- Extract
==*==

Setting up a data lake

This feature is technical preview.

A data lake provides a way for you to centrally apply and enforce authentication, authorization, and audit policies across multiple ephemeral workload clusters. "Attaching" your workload cluster to the data lake instance allows the attached cluster workloads to access data and run in the security context provided by the data lake.

While workloads are temporary, the security policies around your data schema are long-running and shared for all workloads. As your workloads come and go, the data lake instance lives on, providing consistent and available security policy definitions that are available for current and future ephemeral workloads. All information related to schema (Hive), security policies (Ranger) and audit (Ranger) is stored on external locations (external databases and cloud storage).

This is illustrated in the following diagram:

Once you’ve created a data lake instance, you have an option to attach it to one or more ephemeral clusters. This allows you to apply the authentication, authorization, and audit across multiple workload clusters.

The following table explains basic data lake terminology:

Term Description
Data lake Runs Ranger, which is used for configuring authorization. policies and is used for audit capture. Runs Hive Metastore, which is used for data schema.
Workload clusters The clusters that get attached to the data lake to run workloads. This is where you run workloads such as Hive via JDBC.

The following table explains the components of a data lake:

Component Technology Description
Schema Apache Hive Provides Hive schema (tables, views, and so on). If you have two or more workloads accessing the same Hive data, you need to share schema across these workloads.
Policy Apache Ranger Defines security policies around Hive schema. If you have two or more users accessing the same data, you need security policies to be consistently available and enforced.
Audit Apache Ranger Audits user access and captures data access activity for the workloads.
Directory LDAP/AD Provides an authentication source for users and a definition of groups for authorization.
Gateway Apache Knox Supports a single workload endpoint that can be protected with SSL and enabled for authentication to access to resources.

Overview of data lake setup

Setting up a data lake involves the following steps:

Step Where to perform
Meet the prerequisites:
  • Create two external databases (one for Hive metastore and one for Ranger)
  • Create an external authentication source for LDAP/AD
  • Prepare a cloud storage location (depending on your cloud provider, this should be, on Amazon S3, Azure's ADLS or WASB, or GCS) for default Hive warehouse directory and Ranger audit logs)
You must create these resources on your own, outside of Cloudbreak. You may use one database instance and create two databases.
Register the two databases and LDAP In the Cloudbreak web UI > External Sources
Create a data lake In the Cloudbreak web UI > Create cluster
Create clusters attached to the data lake In the Cloudbreak web UI > Create cluster

Prerequisites

You must perform the following prerequisites outside of Cloudbreak:

  1. Set up two external database instances, one for the HIVE component, and one for the RANGER component. For supported databases, refer to Using an external database.

==*==

- Supplied data
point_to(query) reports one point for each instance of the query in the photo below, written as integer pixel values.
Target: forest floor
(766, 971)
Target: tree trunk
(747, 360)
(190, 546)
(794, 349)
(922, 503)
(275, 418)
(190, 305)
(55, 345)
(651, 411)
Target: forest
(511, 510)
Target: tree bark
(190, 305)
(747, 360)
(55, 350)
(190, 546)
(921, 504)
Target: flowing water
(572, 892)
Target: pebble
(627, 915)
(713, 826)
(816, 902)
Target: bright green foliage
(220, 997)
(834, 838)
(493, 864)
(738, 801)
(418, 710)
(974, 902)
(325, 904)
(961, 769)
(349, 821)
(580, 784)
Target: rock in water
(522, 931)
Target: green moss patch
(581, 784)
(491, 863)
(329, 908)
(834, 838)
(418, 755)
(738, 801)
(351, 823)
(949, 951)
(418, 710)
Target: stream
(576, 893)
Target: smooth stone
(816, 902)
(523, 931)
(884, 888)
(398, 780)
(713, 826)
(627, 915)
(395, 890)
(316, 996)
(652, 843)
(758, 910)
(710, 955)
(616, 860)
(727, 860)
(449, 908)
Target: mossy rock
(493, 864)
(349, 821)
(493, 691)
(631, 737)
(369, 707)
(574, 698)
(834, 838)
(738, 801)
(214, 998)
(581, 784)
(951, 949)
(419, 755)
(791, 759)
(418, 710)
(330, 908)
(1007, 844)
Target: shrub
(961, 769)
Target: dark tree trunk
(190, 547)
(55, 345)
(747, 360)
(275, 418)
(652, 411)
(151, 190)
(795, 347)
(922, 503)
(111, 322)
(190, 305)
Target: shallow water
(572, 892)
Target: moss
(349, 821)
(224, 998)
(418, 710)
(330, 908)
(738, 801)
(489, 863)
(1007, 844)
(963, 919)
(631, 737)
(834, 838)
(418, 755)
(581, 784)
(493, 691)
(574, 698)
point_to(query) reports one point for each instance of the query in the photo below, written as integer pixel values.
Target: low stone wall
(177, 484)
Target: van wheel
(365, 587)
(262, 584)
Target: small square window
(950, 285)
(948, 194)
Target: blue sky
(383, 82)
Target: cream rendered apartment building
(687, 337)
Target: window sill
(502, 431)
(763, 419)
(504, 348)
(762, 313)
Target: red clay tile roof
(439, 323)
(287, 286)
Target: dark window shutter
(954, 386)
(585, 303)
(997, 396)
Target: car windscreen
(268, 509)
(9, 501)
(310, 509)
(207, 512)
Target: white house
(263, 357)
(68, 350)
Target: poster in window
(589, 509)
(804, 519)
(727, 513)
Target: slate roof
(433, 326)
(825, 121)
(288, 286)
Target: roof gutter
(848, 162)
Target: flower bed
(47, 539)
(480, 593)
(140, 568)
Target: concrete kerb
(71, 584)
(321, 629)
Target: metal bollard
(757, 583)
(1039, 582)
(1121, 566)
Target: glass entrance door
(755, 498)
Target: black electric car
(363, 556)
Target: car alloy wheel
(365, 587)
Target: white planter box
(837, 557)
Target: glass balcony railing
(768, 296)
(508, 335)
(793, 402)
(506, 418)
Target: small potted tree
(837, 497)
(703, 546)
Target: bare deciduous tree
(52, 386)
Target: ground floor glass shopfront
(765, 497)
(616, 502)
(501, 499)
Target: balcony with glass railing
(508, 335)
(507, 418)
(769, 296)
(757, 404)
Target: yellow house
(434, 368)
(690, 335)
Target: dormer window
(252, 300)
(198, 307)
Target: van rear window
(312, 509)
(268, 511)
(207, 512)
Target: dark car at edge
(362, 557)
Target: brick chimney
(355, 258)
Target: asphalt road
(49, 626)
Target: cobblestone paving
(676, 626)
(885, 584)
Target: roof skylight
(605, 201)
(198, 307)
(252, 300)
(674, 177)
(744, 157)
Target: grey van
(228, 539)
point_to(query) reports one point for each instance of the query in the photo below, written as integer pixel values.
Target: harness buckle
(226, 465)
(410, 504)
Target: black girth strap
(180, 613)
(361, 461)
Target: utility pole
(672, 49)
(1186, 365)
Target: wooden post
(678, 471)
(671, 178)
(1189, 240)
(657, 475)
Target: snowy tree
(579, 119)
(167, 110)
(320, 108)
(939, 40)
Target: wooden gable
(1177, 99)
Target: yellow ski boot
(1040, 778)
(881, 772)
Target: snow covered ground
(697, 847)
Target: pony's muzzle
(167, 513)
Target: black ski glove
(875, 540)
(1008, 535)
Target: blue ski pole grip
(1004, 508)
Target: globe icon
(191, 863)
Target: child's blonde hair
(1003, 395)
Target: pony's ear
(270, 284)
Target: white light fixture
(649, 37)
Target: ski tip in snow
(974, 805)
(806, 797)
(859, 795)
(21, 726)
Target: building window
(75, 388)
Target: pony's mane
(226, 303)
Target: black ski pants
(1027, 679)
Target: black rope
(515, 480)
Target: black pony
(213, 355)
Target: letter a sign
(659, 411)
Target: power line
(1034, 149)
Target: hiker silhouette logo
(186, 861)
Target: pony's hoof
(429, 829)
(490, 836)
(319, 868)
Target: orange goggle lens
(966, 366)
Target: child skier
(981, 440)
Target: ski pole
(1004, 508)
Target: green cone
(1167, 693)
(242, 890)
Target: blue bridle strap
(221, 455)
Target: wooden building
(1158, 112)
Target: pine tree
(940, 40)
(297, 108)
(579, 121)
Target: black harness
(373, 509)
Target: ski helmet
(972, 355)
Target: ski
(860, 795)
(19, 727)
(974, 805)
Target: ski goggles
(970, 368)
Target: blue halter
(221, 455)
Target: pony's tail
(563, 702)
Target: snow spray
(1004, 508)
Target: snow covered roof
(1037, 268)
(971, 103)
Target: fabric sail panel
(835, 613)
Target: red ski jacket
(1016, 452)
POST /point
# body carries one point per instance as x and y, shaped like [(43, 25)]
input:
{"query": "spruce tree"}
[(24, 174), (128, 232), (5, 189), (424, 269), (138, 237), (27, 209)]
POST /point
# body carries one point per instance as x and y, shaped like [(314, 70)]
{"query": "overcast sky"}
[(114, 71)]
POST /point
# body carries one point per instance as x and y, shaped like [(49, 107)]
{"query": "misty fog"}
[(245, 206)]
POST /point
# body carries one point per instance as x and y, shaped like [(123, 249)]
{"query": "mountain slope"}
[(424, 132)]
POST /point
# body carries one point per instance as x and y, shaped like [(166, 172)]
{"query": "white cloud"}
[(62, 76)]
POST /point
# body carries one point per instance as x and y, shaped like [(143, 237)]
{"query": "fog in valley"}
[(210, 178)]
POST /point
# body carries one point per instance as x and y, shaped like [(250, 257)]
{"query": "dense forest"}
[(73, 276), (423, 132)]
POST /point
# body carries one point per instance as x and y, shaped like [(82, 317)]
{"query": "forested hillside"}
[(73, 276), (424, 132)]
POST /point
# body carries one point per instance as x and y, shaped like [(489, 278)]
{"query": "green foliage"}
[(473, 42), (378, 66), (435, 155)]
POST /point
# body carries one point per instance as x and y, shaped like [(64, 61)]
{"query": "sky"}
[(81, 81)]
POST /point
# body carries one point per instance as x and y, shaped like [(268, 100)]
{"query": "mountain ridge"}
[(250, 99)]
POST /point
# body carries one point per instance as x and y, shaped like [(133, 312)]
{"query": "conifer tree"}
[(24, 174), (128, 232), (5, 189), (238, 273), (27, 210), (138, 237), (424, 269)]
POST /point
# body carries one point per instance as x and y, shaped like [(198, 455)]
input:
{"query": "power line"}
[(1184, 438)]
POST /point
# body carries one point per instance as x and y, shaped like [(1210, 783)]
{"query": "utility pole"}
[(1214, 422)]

==*==

- Task list
A) In the data lake setup text, which technology provides the Directory component?
B) Summarize the data lake setup text in two sentences.
C) Please extract a passage from the data lake setup text word for word: begin at the words "Gateway Apache Knox"; stop after "create two databases.".
The data isn't needed for any of this.

- Per-task outputs
A) LDAP/AD

B) A data lake centrally applies and enforces authentication, authorization, and audit policies across multiple ephemeral workload clusters attached to it, while schema, security policy, and audit information is stored on external locations. Setting one up means creating two external databases, an LDAP/AD authentication source, and a cloud storage location outside of Cloudbreak, then using the Cloudbreak web UI to register the databases and LDAP, create the data lake, and create clusters attached to it.

C)
Gateway Apache Knox Supports a single workload endpoint that can be protected with SSL and enabled for authentication to access to resources.

Overview of data lake setup

Setting up a data lake involves the following steps:

Step Where to perform
Meet the prerequisites:
  • Create two external databases (one for Hive metastore and one for Ranger)
  • Create an external authentication source for LDAP/AD
  • Prepare a cloud storage location (depending on your cloud provider, this should be, on Amazon S3, Azure's ADLS or WASB, or GCS) for default Hive warehouse directory and Ranger audit logs)
You must create these resources on your own, outside of Cloudbreak. You may use one database instance and create two databases.